Provided passage:
★ ★ ★ ★ ★

CFO of Local Drywall Company Pleads Guilty in Employment Tax Fraud Case
COLUMBUS, Ohio – Shannon C. Boston, 44, of Sunbury, Ohio, pleaded guilty in U.S. District court today to one count of failing to account for and pay over employment taxes to the Internal Revenue Service (IRS).
Benjamin C. Glassman, United States Attorney for the Southern District of Ohio, Kathy A. Enstrom, Special Agent in Charge, Internal Revenue Service (IRS), Criminal Investigation, Cincinnati Field Office, James Vanderberg, Special Agent in Charge, the United States Department of Labor, Office of Inspector General, Office of Labor Racketeering and Fraud Investigations, Brad Geary, Special Agent in Charge, United States Department of Housing and Urban Development, Office of Inspector General, and Marlon V. Miller, Special Agent in Charge, Homeland Security Investigations, announced the guilty plea entered into before U.S. District Judge Michael H. Watson.
According to court documents, in 2013, Boston was the Chief Financial Officer of Porter Drywall, Inc. Boston submitted employer’s quarterly income tax returns for the company but failed to pay over their employees’ federal withholdings and Federal Insurance Contributions Act (FICA) – which includes Social Security and Medicare withholdings amounts – for the fourth quarter of 2013, totaling $120,406.
The company’s Vice President, Robert Porter, 52, of Westerville, Ohio, was also charged in relation to this case when a federal grand jury returned an indictment on June 14 for five counts of willfully filing a false income tax return with the IRS, and one count of making a false statement.
The indictment alleges that Porter filed false personal income tax returns with the IRS for the 2009 through 2013 income tax years in which he omitted $236,064 in income, and that between June 2011 and December 2011 Porter, as a contractor for a HUD project, made false statements and representations relative to the filing of 29 false U.S. Department of Labor Forms.
"IRS Criminal Investigation realizes the detrimental consequences of employment tax evasion. It results in the loss of tax revenue to the United States government and the loss of future social security or Medicare benefits for the employees," stated Kathy A. Enstrom, Special Agent in Charge, IRS Criminal Investigation, Cincinnati Field Office.
Failing to account for and pay over employment taxes with the IRS is a crime punishable by up to five years in prison and a fine of up to $250,000.
U.S. Attorney Glassman commended the investigation of this case by the IRS, U.S. Department of Labor, U.S. Department of Housing and Urban Development, and Homeland Security Investigations, and Assistant U.S. Attorney Daniel A. Brown, who is prosecuting the case.

★ ★ ★ ★ ★

(Point-per-instance localization data)
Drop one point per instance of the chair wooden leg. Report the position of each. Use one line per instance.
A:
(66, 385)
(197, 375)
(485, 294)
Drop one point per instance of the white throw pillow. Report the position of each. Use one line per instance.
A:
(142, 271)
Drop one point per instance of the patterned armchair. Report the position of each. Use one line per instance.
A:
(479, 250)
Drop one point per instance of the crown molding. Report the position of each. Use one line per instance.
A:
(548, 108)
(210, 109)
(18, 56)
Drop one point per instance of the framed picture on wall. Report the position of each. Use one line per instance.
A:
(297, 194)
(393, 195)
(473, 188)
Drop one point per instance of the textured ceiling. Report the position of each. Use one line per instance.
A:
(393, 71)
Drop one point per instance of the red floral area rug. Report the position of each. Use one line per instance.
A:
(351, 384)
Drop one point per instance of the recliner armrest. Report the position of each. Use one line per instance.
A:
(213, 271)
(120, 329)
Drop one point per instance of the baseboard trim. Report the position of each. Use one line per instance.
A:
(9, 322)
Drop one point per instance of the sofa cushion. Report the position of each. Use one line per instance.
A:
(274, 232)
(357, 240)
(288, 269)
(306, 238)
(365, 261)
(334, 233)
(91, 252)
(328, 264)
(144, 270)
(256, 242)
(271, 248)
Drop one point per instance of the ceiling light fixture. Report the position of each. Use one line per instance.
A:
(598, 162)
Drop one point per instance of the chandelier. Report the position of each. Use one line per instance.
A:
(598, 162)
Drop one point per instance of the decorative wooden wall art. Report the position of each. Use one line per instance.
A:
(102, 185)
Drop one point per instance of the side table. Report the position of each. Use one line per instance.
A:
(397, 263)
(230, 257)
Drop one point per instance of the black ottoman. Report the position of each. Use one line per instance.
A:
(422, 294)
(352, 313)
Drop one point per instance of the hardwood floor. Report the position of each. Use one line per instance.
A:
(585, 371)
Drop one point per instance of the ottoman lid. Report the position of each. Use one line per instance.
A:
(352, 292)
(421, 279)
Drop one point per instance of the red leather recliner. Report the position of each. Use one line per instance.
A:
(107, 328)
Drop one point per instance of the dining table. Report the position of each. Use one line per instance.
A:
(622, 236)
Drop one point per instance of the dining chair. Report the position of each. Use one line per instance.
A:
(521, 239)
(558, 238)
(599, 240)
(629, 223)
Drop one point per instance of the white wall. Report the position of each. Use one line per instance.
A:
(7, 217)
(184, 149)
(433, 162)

★ ★ ★ ★ ★

Tasks to complete:
A. According to the drywall fraud article, what total amount of employee withholdings did Boston fail to pay over for the fourth quarter of 2013?
B. Reproduce the part of the drywall fraud article starting with "According to court" and going on through "a false statement.", switching "Vice President" to "Chief Operating Officer".

Answers provided:
A. $120,406.

B.
According to court documents, in 2013, Boston was the Chief Financial Officer of Porter Drywall, Inc. Boston submitted employer’s quarterly income tax returns for the company but failed to pay over their employees’ federal withholdings and Federal Insurance Contributions Act (FICA) – which includes Social Security and Medicare withholdings amounts – for the fourth quarter of 2013, totaling $120,406.
The company’s Chief Operating Officer, Robert Porter, 52, of Westerville, Ohio, was also charged in relation to this case when a federal grand jury returned an indictment on June 14 for five counts of willfully filing a false income tax return with the IRS, and one count of making a false statement.